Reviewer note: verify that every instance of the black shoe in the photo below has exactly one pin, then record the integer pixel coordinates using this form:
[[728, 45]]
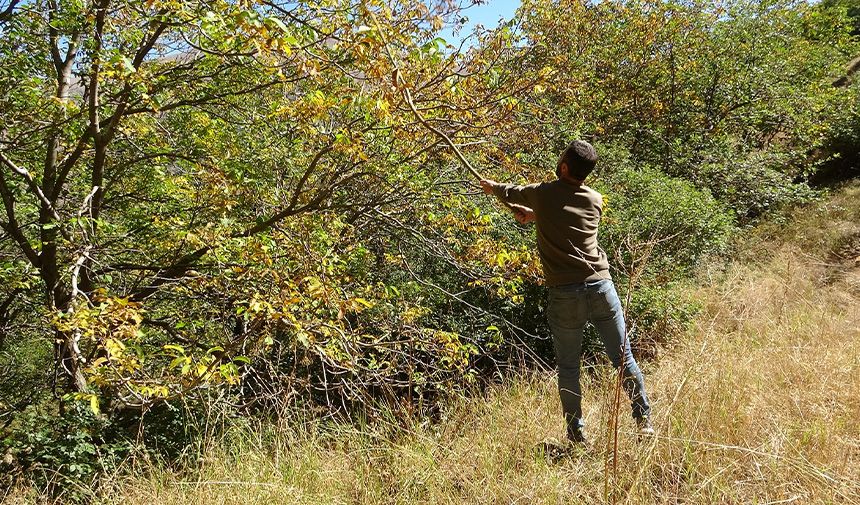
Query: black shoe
[[643, 427]]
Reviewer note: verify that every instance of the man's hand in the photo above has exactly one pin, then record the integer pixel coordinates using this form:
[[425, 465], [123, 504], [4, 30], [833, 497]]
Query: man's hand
[[487, 186], [523, 214]]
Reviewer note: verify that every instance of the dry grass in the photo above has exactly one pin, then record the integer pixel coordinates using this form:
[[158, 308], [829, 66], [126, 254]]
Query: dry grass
[[761, 405]]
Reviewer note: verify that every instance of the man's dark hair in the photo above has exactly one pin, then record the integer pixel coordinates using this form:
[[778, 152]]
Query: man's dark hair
[[580, 158]]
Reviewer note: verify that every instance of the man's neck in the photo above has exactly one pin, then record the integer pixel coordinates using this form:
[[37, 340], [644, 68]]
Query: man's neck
[[571, 180]]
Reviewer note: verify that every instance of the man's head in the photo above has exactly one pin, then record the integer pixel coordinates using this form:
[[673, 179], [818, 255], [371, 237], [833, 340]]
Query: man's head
[[580, 158]]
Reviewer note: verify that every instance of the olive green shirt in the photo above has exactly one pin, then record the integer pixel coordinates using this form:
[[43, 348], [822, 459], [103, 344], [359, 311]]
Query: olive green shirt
[[567, 215]]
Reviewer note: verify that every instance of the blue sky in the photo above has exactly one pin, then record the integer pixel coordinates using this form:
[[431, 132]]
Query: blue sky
[[487, 14]]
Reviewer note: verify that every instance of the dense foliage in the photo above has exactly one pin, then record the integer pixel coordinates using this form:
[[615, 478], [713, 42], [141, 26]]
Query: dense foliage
[[256, 198]]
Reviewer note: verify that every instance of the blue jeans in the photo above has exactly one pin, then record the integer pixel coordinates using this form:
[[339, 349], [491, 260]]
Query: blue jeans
[[570, 307]]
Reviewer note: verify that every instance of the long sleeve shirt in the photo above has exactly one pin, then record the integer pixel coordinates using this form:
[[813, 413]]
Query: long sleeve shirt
[[566, 217]]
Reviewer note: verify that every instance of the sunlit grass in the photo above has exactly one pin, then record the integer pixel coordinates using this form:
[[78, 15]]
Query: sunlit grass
[[759, 405]]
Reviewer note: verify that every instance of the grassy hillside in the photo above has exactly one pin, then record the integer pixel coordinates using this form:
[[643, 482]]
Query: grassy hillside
[[760, 405]]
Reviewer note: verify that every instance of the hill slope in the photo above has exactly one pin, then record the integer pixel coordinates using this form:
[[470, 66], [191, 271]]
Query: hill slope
[[760, 405]]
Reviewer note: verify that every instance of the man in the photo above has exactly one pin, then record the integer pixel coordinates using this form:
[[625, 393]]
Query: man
[[567, 213]]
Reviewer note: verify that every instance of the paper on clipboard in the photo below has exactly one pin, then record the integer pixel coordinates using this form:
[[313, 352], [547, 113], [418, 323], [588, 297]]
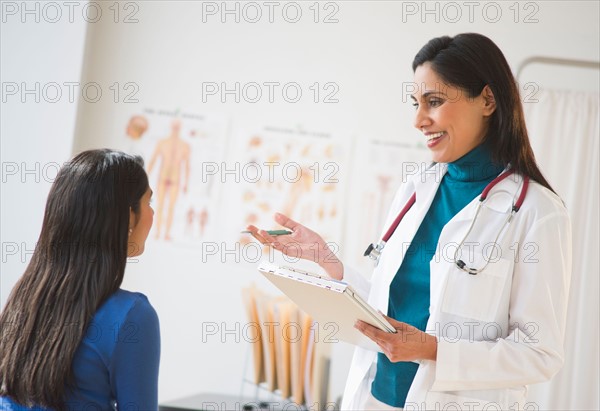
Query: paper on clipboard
[[333, 304]]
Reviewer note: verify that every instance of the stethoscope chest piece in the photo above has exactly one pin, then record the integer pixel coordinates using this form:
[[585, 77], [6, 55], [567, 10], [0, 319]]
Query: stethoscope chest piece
[[373, 251]]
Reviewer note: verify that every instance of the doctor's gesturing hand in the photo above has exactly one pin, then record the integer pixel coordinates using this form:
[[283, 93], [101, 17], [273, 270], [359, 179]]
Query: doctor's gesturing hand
[[302, 243]]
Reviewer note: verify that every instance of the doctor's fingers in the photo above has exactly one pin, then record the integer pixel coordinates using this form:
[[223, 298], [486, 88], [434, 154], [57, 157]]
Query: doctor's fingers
[[287, 222]]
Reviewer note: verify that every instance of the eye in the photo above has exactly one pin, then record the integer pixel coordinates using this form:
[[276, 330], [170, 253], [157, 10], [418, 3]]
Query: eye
[[434, 102]]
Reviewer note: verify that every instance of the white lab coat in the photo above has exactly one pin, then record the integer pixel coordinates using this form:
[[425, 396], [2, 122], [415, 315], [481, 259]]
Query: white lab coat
[[497, 331]]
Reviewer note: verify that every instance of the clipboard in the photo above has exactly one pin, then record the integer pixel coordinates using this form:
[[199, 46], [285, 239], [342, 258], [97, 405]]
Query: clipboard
[[335, 305]]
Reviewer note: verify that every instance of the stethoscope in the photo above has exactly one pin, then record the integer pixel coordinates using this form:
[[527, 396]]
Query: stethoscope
[[374, 250]]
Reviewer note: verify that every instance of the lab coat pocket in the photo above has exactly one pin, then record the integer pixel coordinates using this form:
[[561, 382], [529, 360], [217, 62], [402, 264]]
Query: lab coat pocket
[[453, 401], [476, 296]]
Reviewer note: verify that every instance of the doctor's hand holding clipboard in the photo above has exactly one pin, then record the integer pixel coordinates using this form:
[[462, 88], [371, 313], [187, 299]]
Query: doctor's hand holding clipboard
[[474, 260]]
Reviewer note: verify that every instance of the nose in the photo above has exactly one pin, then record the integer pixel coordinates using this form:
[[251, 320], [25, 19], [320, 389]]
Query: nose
[[421, 117]]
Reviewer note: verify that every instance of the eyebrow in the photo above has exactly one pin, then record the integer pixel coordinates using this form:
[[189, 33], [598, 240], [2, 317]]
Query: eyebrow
[[427, 93]]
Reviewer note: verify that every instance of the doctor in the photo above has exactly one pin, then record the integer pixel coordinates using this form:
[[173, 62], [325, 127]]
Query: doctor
[[476, 285]]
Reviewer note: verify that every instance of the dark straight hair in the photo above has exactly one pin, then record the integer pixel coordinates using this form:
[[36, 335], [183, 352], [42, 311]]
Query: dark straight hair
[[470, 61], [78, 262]]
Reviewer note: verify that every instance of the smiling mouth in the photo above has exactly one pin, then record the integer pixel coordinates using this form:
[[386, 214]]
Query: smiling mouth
[[433, 136]]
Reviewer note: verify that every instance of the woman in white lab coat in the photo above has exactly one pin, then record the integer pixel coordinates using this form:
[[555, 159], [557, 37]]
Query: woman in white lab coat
[[478, 297]]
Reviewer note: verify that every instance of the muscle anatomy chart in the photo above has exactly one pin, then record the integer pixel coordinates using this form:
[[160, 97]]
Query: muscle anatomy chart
[[176, 145], [293, 171]]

----

Task description: Repeat word for word the lines above, from the first entry through the line containing "Reviewer note: verify that every instance of the man's hand", with both ends kept and the pictures dropped.

Task result:
Reviewer note: verify that every instance of the black shoe in the photo below has exactly one pin, then record the integer pixel coordinates using this form:
[[728, 45]]
Query: black shoe
[[643, 427]]
Reviewer note: verify that every instance of the man's hand in the photo above has exactly one pin, then record the integer pixel coordinates using this form:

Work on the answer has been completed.